- [WHAT TO PRODUCE]:
Turn every line of the rows below into a numbered list item, and leave out the blank lines.

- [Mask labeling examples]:
- - -

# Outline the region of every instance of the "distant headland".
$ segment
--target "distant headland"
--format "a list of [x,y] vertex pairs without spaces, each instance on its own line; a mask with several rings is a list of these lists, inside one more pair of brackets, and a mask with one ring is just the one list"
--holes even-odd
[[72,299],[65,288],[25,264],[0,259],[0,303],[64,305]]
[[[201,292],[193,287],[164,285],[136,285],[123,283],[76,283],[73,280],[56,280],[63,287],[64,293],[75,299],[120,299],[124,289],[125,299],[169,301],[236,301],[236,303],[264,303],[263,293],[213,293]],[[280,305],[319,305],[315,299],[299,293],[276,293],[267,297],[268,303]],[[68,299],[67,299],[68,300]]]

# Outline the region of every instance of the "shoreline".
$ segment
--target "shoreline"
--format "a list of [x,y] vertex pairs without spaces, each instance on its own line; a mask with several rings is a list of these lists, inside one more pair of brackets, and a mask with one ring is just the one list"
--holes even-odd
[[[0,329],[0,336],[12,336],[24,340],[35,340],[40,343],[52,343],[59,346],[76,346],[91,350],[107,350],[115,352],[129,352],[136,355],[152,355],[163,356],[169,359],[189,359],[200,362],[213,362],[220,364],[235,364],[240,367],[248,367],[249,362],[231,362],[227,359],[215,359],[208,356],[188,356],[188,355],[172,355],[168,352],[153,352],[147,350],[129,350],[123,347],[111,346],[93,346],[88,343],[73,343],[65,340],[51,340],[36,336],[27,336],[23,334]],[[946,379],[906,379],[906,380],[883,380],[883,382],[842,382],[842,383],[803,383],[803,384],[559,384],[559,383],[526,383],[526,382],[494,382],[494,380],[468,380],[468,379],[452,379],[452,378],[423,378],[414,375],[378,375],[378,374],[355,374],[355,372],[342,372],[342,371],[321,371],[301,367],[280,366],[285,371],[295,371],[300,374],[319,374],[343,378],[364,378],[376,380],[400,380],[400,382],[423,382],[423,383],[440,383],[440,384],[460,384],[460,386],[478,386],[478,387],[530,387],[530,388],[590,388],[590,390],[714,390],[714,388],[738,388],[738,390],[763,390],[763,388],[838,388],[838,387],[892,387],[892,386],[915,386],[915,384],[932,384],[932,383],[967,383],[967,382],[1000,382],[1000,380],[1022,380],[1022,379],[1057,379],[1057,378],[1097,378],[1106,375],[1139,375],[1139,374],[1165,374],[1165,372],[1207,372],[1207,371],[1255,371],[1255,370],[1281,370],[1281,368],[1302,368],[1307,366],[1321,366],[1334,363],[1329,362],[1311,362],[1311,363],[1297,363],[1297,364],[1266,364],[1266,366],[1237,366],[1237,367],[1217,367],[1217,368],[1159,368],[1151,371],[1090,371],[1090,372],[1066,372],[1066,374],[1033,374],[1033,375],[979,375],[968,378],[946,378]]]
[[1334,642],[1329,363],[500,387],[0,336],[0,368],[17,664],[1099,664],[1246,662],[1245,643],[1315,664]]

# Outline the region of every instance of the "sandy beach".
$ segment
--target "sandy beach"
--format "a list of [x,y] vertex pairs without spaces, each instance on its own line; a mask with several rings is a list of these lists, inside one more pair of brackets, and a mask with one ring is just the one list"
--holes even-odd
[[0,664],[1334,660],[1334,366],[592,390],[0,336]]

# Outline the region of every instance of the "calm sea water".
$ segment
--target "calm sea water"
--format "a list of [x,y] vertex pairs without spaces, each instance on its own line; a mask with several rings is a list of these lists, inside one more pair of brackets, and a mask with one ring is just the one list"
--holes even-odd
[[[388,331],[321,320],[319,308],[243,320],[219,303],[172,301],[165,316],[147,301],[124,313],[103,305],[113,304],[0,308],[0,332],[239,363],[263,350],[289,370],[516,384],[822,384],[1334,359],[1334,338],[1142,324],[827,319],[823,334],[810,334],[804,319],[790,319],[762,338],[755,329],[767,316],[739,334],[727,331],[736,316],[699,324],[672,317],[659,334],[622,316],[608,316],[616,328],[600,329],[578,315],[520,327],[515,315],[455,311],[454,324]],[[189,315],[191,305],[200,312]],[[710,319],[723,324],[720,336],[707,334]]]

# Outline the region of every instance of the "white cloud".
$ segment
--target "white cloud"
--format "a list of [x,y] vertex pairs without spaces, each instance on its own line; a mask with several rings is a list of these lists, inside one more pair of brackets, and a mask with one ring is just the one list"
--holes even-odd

- - -

- [ANSWER TO THE PROBLEM]:
1. # Outline the region of every instance of the "distant headland".
2. $ segment
3. --target "distant headland"
4. --format "a list of [x,y] vertex pairs without spaces, each instance on its own line; a mask with several rings is a list of these lists, inside one more pair of brackets, and a mask with one ring is just the one list"
5. --holes even-odd
6. [[72,299],[65,288],[25,264],[0,259],[0,303],[64,305]]
7. [[[201,292],[193,287],[164,285],[136,285],[123,283],[76,283],[73,280],[56,280],[63,287],[64,293],[75,299],[120,299],[124,289],[125,299],[169,301],[236,301],[236,303],[264,303],[263,293],[213,293]],[[280,305],[319,305],[315,299],[299,293],[276,293],[267,297],[268,303]],[[68,299],[67,299],[68,300]]]
8. # Outline the region of every instance of the "shoreline".
9. $ segment
10. --target "shoreline"
11. --format "a list of [x,y] vertex pairs without spaces, each instance on its own line; a mask with several rings is a list of these lists, inside one more pair of brackets, and a mask with one ring is just the one list"
12. --holes even-odd
13. [[[0,329],[0,336],[12,336],[24,340],[35,340],[40,343],[52,343],[59,346],[76,346],[91,350],[107,350],[115,352],[129,352],[136,355],[152,355],[163,356],[169,359],[189,359],[200,362],[213,362],[220,364],[235,364],[240,367],[248,367],[249,362],[231,362],[227,359],[215,359],[208,356],[188,356],[188,355],[172,355],[168,352],[153,352],[147,350],[129,350],[123,347],[111,346],[93,346],[88,343],[73,343],[65,340],[51,340],[36,336],[27,336],[23,334]],[[946,379],[906,379],[906,380],[883,380],[883,382],[842,382],[842,383],[803,383],[803,384],[559,384],[559,383],[526,383],[526,382],[494,382],[494,380],[468,380],[468,379],[452,379],[452,378],[423,378],[414,375],[378,375],[378,374],[355,374],[355,372],[342,372],[342,371],[321,371],[301,367],[280,366],[285,371],[295,371],[300,374],[319,374],[343,378],[364,378],[376,380],[400,380],[400,382],[423,382],[423,383],[440,383],[440,384],[460,384],[460,386],[478,386],[478,387],[530,387],[530,388],[590,388],[590,390],[714,390],[714,388],[738,388],[738,390],[763,390],[763,388],[838,388],[838,387],[892,387],[892,386],[915,386],[915,384],[932,384],[932,383],[967,383],[967,382],[1000,382],[1000,380],[1022,380],[1022,379],[1057,379],[1057,378],[1097,378],[1106,375],[1139,375],[1139,374],[1165,374],[1165,372],[1207,372],[1207,371],[1255,371],[1255,370],[1281,370],[1281,368],[1302,368],[1307,366],[1321,366],[1334,363],[1329,362],[1311,362],[1311,363],[1297,363],[1297,364],[1266,364],[1266,366],[1237,366],[1237,367],[1217,367],[1217,368],[1159,368],[1151,371],[1090,371],[1090,372],[1066,372],[1066,374],[1033,374],[1033,375],[979,375],[968,378],[946,378]]]
14. [[1334,642],[1329,363],[500,387],[0,336],[0,368],[17,664],[1099,664],[1246,662],[1245,643],[1315,664]]
15. # Outline the region of every instance of the "sandy beach".
16. $ segment
17. --target "sandy beach"
18. --format "a list of [x,y] vertex pairs without spaces, each instance on its own line; a mask with several rings is a list of these lists, inside one more pair of brackets, and a mask with one ring is just the one list"
19. --holes even-odd
20. [[0,664],[1334,660],[1334,366],[592,390],[0,336]]
21. # Outline the region of every instance of the "calm sea water".
22. $ segment
23. --target "calm sea water"
24. --format "a list of [x,y] vertex pairs without spaces, each instance on its own line; a mask with several rings is a list of these lists, inside one more pair of brackets, and a mask with one ring is just the one list"
25. --holes even-odd
26. [[[388,331],[321,320],[319,308],[243,320],[219,303],[172,301],[165,316],[147,301],[124,313],[103,305],[113,304],[0,308],[0,332],[239,363],[263,350],[289,370],[516,384],[822,384],[1334,359],[1334,338],[1142,324],[827,319],[823,334],[810,334],[804,319],[790,319],[762,338],[755,329],[767,316],[739,334],[727,331],[736,316],[699,324],[672,317],[659,334],[622,316],[608,316],[616,328],[600,329],[578,315],[520,327],[515,315],[455,311],[454,324]],[[189,315],[191,305],[200,312]],[[710,319],[723,324],[720,336],[707,334]]]
27. # Outline the region of every instance of the "white cloud".
28. $ segment
29. --target "white cloud"
30. --format "a list of [x,y] vertex pairs without spaces, each instance on its own line; a mask with several rings is a list of these lists, inside one more pair of brackets, and a mask with one ring is just the one list"
31. --holes even-odd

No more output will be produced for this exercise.